_ИСХОДНЫЙ ТЕКСТ_
....................

Так или иначе, но точными данными мы, как уже говорилось, не располагаем. Как обычно, наибольшие потери пришлись на долю военного сословия – знати, тэнов, а также защитников бургов. Не зная в точности их число, можно, тем не менее, говорить о том, что они были весьма существенными, особенно в последний период войны; битвы последнего короля Англии Эдмунда Железнобокого с датчанами отличались исключительной кровопролитностью, а о битве при Эшингдоне (1016) хронист вообще писал, что "вся знать Англии погибла там"4. Хотя это эмоциональное преувеличение, оно подчеркивает серьезность потерь. Что же касается прочего населения, то здесь цифры неизвестны, и приходится полагаться лишь на упоминавшиеся выше констатации хронистами крайней разрушительности набегов скандинавов. Логично предположить, что наибольший урон понесли прибрежные города и районы Уэссекса и Восточной Англии, где датские армии осуществляли ежегодные высадки для дальнейших операций на суше; вместе с тем, земли Области Датского права, принявшие сторону Свейна и Кнута, если и несли потери, то минимальные, что явствует из сообщения источников о том, как датское войско с миром прошло по этим территориям и принялось воевать и грабить лишь после пересечения их исторической границы. Соответственно, и элита этих областей понесла наименьший урон.

....................

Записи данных

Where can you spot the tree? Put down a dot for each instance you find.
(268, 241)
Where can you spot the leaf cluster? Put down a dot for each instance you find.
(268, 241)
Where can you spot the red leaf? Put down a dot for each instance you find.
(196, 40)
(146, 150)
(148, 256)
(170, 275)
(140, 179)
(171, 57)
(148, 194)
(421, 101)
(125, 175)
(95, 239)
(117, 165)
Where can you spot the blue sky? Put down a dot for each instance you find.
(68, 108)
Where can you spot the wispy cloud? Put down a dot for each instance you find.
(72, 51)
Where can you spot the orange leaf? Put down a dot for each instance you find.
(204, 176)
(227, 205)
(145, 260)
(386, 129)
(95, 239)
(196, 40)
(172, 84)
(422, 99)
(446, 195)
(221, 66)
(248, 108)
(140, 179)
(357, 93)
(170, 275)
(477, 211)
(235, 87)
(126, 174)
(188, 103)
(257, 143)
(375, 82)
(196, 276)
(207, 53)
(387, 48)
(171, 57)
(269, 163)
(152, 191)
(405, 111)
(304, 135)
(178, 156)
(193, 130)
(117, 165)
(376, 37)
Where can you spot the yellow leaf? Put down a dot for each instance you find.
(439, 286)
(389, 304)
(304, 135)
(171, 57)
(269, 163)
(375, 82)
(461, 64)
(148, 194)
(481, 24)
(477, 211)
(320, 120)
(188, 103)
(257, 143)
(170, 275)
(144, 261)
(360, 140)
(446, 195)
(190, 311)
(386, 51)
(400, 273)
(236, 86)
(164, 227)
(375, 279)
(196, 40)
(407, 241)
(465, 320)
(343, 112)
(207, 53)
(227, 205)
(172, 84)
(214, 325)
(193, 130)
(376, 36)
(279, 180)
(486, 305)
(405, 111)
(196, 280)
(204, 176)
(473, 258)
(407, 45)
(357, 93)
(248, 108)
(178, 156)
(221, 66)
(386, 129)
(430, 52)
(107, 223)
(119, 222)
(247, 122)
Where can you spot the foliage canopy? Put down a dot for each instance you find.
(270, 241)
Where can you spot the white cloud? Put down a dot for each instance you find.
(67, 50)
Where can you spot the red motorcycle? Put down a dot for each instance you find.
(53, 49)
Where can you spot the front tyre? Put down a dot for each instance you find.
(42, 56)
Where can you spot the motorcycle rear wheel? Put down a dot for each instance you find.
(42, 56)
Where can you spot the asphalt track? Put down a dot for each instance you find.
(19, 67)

....................

Изложите исходный текст о потерях Англии в войне с датчанами в двух предложениях.

_ПРАВИЛЬНЫЙ ОТВЕТ_
Точных данных о потерях нет, но наибольшие из них понесло военное сословие (знать, тэны и защитники бургов), особенно в последний период войны, когда битвы Эдмунда Железнобокого с датчанами отличались исключительной кровопролитностью. Цифры потерь прочего населения неизвестны, однако логично предположить, что сильнее всего пострадали прибрежные города и районы Уэссекса и Восточной Англии, тогда как земли Области Датского права, принявшие сторону Свейна и Кнута, понесли минимальный урон.